* _Task to complete_
Can you reproduce each of the rows below word for word, with nothing changed?

* _Working data_
+===+
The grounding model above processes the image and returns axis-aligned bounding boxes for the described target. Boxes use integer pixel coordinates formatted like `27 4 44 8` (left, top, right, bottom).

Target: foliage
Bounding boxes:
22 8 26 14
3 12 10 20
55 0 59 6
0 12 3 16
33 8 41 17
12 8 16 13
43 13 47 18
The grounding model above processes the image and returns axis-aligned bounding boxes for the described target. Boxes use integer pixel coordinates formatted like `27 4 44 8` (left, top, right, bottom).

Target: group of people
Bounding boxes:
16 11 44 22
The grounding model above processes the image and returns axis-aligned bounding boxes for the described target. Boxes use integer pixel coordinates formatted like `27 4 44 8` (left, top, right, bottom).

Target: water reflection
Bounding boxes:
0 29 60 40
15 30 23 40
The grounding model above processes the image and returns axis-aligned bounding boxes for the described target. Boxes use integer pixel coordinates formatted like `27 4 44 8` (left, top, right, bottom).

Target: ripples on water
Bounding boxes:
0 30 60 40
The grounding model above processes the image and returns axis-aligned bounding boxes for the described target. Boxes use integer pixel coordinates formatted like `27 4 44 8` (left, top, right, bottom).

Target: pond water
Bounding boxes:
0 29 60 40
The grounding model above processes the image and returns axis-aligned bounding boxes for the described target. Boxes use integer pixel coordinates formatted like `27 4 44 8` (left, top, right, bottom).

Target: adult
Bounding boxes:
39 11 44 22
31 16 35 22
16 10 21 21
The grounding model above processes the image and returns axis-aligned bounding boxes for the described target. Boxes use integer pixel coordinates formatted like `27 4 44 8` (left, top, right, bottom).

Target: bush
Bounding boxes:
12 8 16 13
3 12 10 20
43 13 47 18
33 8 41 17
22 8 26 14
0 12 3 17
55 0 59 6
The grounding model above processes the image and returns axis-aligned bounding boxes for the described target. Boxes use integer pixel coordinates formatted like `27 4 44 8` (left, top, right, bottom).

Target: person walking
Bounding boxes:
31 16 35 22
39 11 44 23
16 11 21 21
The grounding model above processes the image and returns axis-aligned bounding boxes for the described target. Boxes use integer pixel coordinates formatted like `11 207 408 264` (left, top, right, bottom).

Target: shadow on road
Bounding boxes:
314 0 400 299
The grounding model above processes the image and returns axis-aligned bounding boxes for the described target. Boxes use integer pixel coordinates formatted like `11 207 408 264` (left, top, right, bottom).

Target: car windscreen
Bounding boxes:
+===+
* _Solution to this exercise_
The grounding model above processes the image and returns axis-aligned bounding boxes for the described target. Boxes use integer pixel coordinates formatted like `27 4 44 8` (left, top, right, bottom).

Target: foliage
Bounding boxes:
22 8 26 14
3 12 10 20
55 0 59 6
0 12 3 16
33 8 41 17
12 8 16 13
43 13 47 18
The grounding model above processes the image and returns axis-aligned bounding boxes for the described target. Boxes use integer pixel coordinates formatted like `27 4 44 8` (left, top, right, bottom).

Target: group of people
Bounding boxes:
16 11 44 22
The grounding model above processes the image and returns axis-aligned bounding boxes for the described target. Boxes use integer pixel coordinates formatted like `27 4 44 8` (left, top, right, bottom).

Target: water reflection
Bounding boxes:
0 29 60 40
15 30 23 40
The grounding model above processes the image and returns axis-aligned bounding boxes for the described target. Boxes use integer pixel coordinates formatted like `27 4 44 8` (left, top, right, bottom).

Target: ripples on water
Bounding boxes:
0 30 60 40
The grounding model above processes the image and returns axis-aligned bounding boxes for the described target. Boxes use integer pixel coordinates formatted like `27 4 44 8` (left, top, right, bottom).

Target: pond water
Bounding boxes:
0 29 60 40
The grounding model above processes the image and returns axis-aligned bounding boxes for the described target. Boxes use integer pixel coordinates formatted like `27 4 44 8` (left, top, right, bottom).

Target: adult
Bounding boxes:
39 11 44 22
31 16 35 22
16 10 21 21
The grounding model above processes the image and returns axis-aligned bounding boxes for the described target. Boxes use integer pixel coordinates formatted like `27 4 44 8` (left, top, right, bottom).

Target: bush
Bounding boxes:
12 8 16 13
3 12 10 20
43 13 47 18
33 8 41 17
22 8 26 14
0 12 3 17
55 0 59 6
The grounding model above processes the image and returns axis-aligned bounding boxes for the described target. Boxes use integer pixel coordinates formatted like `27 4 44 8` (left, top, right, bottom).

Target: person walking
Bounding boxes:
31 16 35 22
39 11 44 23
16 11 21 21
The grounding model above processes the image and returns axis-aligned bounding boxes for the described target. Boxes use integer pixel coordinates formatted like `11 207 408 264` (left, top, right, bottom).

Target: shadow on road
Bounding boxes:
314 0 400 299
The grounding model above processes the image and returns axis-aligned bounding boxes for the described target. Boxes use integer pixel coordinates formatted like `11 207 408 264` (left, top, right, bottom).

Target: car windscreen
Bounding boxes:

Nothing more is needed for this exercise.